Task brief:
Take each line from the entries that holds "below" and copy it out.

Exercise data:
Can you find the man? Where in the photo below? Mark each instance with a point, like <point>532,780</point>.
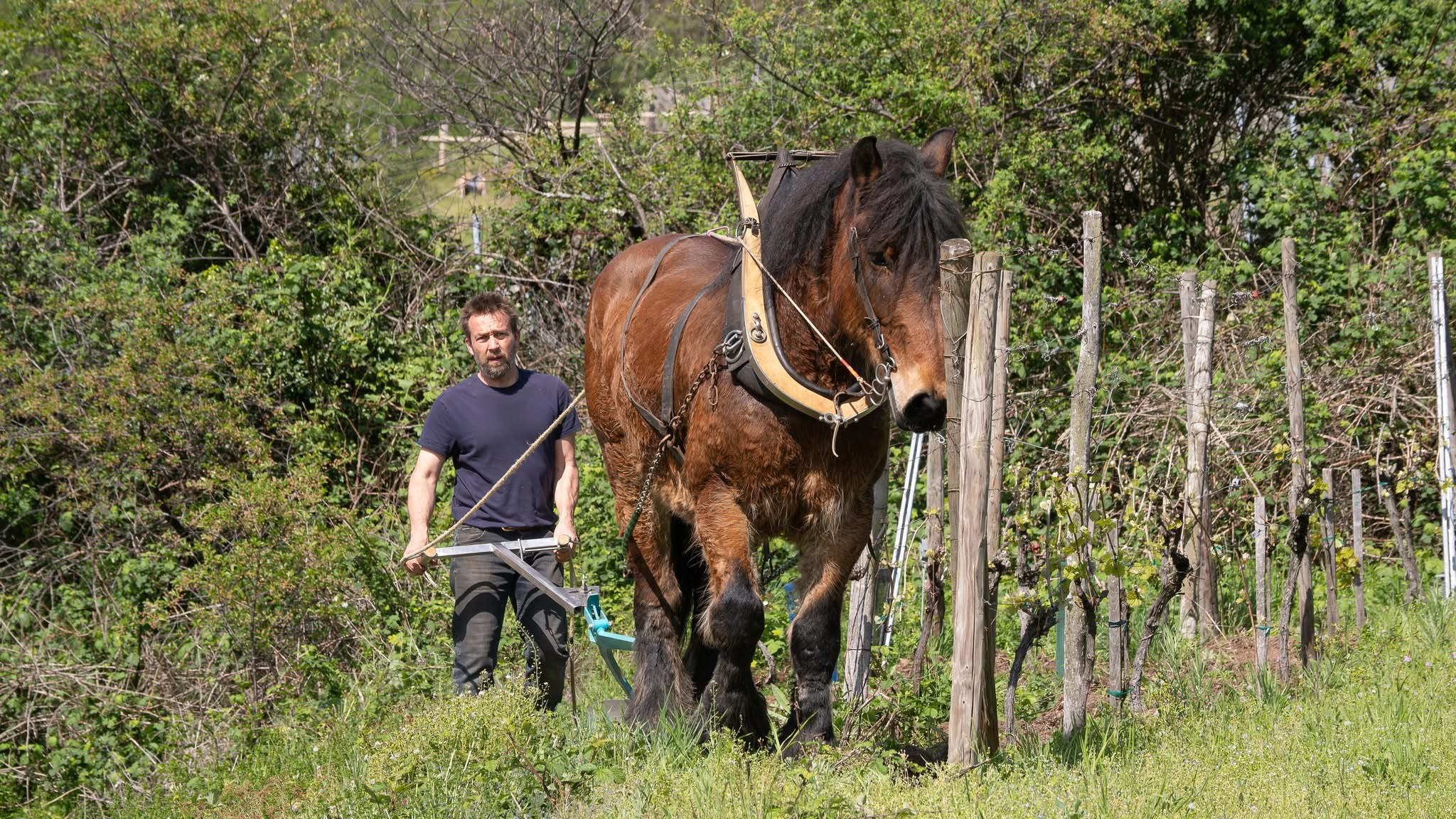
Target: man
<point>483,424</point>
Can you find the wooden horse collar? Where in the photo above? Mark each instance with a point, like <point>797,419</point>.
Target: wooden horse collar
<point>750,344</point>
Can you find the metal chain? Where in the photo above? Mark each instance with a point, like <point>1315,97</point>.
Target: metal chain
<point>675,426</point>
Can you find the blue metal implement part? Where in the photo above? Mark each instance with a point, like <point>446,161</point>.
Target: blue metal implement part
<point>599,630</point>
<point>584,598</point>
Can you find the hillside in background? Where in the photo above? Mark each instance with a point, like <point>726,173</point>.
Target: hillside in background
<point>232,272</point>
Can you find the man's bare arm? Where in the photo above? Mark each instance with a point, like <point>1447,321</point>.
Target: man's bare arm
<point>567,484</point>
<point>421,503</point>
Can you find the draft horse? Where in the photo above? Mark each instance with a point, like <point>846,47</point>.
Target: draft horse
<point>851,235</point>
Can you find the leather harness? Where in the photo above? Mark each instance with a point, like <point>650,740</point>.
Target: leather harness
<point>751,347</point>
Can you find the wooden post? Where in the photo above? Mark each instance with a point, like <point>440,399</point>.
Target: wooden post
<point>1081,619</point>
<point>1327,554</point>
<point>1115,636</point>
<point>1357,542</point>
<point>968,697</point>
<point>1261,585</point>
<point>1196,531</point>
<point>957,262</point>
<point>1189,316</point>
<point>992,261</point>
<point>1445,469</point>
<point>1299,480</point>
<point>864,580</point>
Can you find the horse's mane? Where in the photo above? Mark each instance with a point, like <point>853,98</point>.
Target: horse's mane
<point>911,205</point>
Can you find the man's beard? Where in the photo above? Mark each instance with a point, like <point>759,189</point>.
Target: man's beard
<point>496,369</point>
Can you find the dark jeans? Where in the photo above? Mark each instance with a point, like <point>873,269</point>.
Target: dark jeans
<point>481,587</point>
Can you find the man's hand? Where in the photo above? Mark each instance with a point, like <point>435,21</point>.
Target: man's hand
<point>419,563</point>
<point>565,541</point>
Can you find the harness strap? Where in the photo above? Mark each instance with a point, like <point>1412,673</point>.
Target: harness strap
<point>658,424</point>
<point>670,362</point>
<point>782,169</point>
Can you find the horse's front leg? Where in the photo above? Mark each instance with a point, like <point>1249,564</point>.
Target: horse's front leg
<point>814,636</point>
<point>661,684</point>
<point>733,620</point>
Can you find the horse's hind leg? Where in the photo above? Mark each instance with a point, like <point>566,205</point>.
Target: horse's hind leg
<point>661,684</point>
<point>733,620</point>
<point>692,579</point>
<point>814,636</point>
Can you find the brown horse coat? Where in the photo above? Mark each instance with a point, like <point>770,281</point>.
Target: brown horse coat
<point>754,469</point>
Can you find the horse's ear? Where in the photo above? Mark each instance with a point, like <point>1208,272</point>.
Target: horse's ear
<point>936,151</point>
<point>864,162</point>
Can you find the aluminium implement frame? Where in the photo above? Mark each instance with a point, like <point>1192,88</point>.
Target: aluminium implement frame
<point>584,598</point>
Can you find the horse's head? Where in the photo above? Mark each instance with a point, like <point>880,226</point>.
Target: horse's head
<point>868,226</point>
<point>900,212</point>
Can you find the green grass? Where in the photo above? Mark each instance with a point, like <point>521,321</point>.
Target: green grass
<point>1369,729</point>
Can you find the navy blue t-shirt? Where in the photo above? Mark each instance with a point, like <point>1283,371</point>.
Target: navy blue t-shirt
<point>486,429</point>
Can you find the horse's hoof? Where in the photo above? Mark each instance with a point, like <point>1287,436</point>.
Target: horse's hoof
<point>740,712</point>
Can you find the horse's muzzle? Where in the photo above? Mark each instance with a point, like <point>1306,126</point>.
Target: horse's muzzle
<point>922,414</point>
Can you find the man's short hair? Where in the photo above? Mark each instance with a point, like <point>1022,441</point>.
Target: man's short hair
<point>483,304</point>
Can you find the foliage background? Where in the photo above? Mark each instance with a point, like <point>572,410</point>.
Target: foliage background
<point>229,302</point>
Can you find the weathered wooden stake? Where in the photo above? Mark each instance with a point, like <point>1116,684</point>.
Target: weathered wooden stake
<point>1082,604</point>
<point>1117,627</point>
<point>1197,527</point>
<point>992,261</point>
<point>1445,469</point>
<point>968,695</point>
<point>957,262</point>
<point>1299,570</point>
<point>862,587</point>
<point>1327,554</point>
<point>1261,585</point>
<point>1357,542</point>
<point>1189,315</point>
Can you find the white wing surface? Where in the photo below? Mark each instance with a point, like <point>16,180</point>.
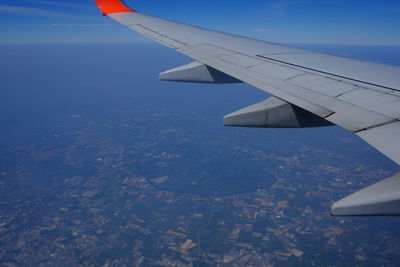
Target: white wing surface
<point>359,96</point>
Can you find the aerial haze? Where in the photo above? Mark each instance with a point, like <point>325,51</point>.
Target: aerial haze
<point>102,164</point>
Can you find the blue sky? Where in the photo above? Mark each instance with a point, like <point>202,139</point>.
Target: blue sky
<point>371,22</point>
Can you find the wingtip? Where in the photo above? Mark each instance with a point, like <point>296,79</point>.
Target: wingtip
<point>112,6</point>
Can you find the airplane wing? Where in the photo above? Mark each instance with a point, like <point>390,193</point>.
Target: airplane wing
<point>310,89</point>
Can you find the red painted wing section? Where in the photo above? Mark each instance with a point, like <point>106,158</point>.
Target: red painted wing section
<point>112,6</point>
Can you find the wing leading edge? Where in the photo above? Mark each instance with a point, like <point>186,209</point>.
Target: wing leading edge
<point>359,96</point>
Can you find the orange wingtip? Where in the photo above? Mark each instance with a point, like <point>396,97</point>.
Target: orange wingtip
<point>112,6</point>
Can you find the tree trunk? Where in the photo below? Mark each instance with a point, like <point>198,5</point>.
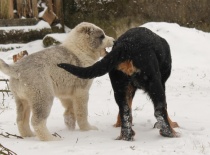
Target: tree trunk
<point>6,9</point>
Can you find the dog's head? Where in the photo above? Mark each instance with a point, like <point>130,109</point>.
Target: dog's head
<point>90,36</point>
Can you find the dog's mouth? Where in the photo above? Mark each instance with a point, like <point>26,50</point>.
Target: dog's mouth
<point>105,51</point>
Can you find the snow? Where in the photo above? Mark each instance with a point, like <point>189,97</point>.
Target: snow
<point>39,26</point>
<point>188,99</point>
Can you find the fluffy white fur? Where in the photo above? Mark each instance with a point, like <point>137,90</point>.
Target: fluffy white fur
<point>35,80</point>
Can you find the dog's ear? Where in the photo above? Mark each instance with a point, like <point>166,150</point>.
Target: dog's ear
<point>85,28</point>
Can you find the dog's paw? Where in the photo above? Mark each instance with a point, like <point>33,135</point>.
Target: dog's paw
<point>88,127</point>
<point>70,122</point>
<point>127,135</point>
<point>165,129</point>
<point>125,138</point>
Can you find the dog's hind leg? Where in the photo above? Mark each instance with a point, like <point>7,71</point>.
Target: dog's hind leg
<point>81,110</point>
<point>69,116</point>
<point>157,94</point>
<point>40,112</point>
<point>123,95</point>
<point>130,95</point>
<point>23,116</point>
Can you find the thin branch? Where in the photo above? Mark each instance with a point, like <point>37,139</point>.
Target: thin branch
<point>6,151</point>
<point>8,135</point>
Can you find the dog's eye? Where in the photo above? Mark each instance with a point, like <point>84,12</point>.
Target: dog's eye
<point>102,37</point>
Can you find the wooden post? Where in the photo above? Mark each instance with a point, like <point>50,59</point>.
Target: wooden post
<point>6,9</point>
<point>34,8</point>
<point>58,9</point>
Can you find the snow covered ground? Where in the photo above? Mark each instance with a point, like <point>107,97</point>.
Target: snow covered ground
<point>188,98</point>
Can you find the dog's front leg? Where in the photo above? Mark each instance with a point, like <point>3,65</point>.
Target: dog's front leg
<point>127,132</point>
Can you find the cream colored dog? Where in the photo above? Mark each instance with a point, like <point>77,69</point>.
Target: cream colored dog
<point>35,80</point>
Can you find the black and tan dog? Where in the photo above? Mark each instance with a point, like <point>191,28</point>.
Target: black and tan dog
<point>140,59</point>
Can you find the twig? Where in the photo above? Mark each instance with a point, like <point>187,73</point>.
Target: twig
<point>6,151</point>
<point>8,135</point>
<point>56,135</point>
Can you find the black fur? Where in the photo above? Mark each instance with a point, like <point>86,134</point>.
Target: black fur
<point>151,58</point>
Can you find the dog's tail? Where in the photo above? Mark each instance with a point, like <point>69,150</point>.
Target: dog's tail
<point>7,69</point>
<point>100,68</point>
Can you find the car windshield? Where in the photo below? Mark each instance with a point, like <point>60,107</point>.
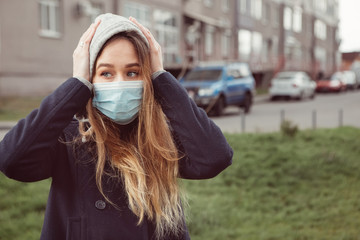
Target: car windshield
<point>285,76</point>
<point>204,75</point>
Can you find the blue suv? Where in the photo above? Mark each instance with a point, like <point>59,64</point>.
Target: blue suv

Answer to the exercise:
Can you find the man? Where in the photo below? Mark each instance with a point, like <point>532,780</point>.
Can you find the white wing surface? Where in the photo below? Mark each instance with a point, like <point>16,180</point>.
Can you find the tree trunk? Where in the photo below? Mark each instance with a point, like <point>198,5</point>.
Can you find the car windshield? Where in the photo below? Mark each instance with a point, like <point>60,107</point>.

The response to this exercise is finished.